Exercise objective:
Extract a verbatim passage from the Harbour Air article, beginning at the words "VICTORIA — Harbour" and stopping after "understand the product.".

Selection:
*****

VICTORIA — Harbour Air just launched a daily Victoria-Seattle route and is looking to work with travel advisors to help sell it and other new routes planned in the coming months.
British Columbia’s largest seaplane airline is also starting adding new Vancouver-Ucluelet and Vancouver-Campbell River routes to its growing network later this summer. Harbour Air, founded in 1982, flies to 15 destinations with 200 flights daily.

Harbour Air CEO Bert Van der Stege, who was on hand for the Victoria-Seattle inaugural flight Thursday, added the company is open to working with as many travel advisors as possible to help promote its new service.
“We’ve got a program in place working with travel trade or corporate management companies,” he said.
Harbour Air sales manager Kyle Gray said “bespoke deals” are available to travel advisors to help them better understand the product.
“If people are looking to sell our flights we want to get travel agents up to experience (the flights) themselves,” he said.
“VICTORIA AND SEATTLE HAVE ALWAYS BEEN NEIGHBOURS”

*****

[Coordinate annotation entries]
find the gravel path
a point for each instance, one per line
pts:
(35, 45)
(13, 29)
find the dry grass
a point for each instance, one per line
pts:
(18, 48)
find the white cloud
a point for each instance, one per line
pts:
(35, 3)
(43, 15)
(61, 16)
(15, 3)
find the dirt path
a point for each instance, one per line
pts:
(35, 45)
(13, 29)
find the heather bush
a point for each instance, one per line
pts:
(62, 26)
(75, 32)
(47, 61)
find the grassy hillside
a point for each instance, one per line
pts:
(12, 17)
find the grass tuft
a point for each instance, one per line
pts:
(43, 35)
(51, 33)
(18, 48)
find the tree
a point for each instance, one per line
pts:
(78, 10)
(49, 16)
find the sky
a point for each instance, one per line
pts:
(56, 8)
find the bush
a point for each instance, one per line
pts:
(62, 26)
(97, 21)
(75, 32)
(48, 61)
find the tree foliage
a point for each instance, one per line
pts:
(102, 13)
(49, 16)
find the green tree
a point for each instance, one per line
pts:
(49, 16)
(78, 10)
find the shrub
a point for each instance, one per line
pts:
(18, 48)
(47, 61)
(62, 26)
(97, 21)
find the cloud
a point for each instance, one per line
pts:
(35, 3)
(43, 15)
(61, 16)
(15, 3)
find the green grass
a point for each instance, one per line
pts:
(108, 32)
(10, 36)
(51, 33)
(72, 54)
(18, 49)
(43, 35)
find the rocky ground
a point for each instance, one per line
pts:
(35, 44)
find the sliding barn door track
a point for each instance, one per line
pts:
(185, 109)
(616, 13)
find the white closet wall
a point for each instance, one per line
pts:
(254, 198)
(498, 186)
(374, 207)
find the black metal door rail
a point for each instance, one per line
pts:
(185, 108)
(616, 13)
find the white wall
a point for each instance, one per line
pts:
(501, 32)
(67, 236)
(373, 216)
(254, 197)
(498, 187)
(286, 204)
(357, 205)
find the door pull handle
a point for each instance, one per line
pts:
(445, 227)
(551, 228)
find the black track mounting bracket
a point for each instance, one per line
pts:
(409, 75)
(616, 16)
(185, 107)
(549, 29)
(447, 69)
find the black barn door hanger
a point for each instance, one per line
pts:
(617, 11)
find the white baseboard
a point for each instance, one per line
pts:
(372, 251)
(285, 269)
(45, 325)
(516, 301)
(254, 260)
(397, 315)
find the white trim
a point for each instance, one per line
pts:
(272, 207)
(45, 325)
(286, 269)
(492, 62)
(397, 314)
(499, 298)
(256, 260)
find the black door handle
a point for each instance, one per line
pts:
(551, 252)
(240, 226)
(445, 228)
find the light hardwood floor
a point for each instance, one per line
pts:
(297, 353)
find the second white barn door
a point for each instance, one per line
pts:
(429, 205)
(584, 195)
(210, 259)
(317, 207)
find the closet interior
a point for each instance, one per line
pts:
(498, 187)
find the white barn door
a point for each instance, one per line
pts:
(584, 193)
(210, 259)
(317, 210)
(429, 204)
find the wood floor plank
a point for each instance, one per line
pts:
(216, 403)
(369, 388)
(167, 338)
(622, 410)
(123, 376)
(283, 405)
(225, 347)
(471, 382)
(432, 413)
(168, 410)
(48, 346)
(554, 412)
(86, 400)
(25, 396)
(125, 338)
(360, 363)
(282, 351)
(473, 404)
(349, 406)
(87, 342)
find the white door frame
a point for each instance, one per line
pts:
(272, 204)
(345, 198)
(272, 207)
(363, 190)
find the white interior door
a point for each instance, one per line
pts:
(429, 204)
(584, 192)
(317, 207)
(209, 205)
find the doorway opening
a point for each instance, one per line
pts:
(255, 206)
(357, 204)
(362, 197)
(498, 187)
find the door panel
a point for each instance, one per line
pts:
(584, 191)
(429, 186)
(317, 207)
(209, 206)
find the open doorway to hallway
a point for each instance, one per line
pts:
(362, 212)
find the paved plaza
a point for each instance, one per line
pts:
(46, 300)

*****

Expected answer:
VICTORIA — Harbour Air just launched a daily Victoria-Seattle route and is looking to work with travel advisors to help sell it and other new routes planned in the coming months.
British Columbia’s largest seaplane airline is also starting adding new Vancouver-Ucluelet and Vancouver-Campbell River routes to its growing network later this summer. Harbour Air, founded in 1982, flies to 15 destinations with 200 flights daily.

Harbour Air CEO Bert Van der Stege, who was on hand for the Victoria-Seattle inaugural flight Thursday, added the company is open to working with as many travel advisors as possible to help promote its new service.
“We’ve got a program in place working with travel trade or corporate management companies,” he said.
Harbour Air sales manager Kyle Gray said “bespoke deals” are available to travel advisors to help them better understand the product.